The reason that law firms can better make more diverse and inclusive hires at the entry level is because they know that most of their entry-level hires will never become nobles. They can even make non-equity partners out of some of these knights—but they still are not nobles and own no land. The law firm can look “diverse” to the outside world when it is not. Report after report has noted that the place where diversity lacks the most is at the noble (equity partner) level.
Interestingly, law firms may even elevate the occasional diverse noble to a king. In fact, the few diverse knights who become nobles often have a better-than-average chance of being elected to king by their firms to show the outside world that they are, in fact, diverse when they really may not be.
But neither hiring more diverse entry-level knights nor making the occasional diverse noble a king actually changes the fundamental, institutionalized class-based and unequal nature of the large American law firm.
Class Issues with Staff
One aspect of the class hierarchy in law firms that is even more rarely discussed than the divisions between classes of attorneys relates to divisions and inequality between attorneys and staff, which greatly affect diversity efforts as well as the success of law firms.
It’s a laudable goal to increase diversity among their attorney ranks, but at the same time firms often operate under a two-tiered social structure, where attorneys are at the top and staff are at the bottom. Moreover, the people at the top (the attorney class) are generally less diverse than the people at the bottom (the non-attorney class). As you will see, most of this division is based on perceptions of people’s relative value to the firm.
When I was an attorney in a major law firm, I saw that attorneys sometimes took the staff for granted, did not treat them well, and let them believe that they were “fungible,” in many respects, and could be replaced. Attorneys were extremely impressed with the backgrounds of other attorneys but nowhere near as impressed with the backgrounds of staff members. In fact, very few people talked about the staff at all. Everyone seemed more interested in the lives of attorneys, and the staff operated in a universe where jobs were less secure, where they were thought of less, where most made drastically less money than attorneys, and where they were taken for granted. I am not saying I agree with any of this—I do not—but this is what I witnessed.
These are some of the perceptions that attorneys have of staff members. These serve to reinforce the status of staff as “second-class citizens.”
- Most attorneys believe legal staff will not become practicing attorneys. Very few legal staff will go to law school. Therefore, they will always do only nonbillable work. Unlike a major corporation—where someone can start out in the mailroom and eventually work up to become the chief executive officer—a legal staff person without a law degree does not have any possibility of such upward mobility. Almost all of the serious upward mobility and rewards inside law firms is reserved for the attorneys.
- Most attorneys believe legal staff will never make anywhere near as much money as attorneys. Attorneys in large law firms make a lot of money. Legal staff do not earn as much, and because of this, they tend to feel less financially valued in law firms as compared to attorneys.

○ ○ ○

● **Task**: In the passage on law firm class hierarchy, at what level do reports find diversity lacking the most?

● **Supplied material**:
○ ○ ○

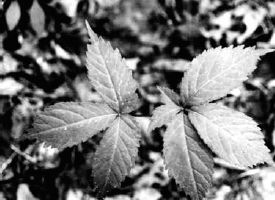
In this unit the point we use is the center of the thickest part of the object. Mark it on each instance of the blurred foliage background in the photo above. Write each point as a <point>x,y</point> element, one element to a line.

○ ○ ○

● **Result of the task**: At the noble (equity partner) level.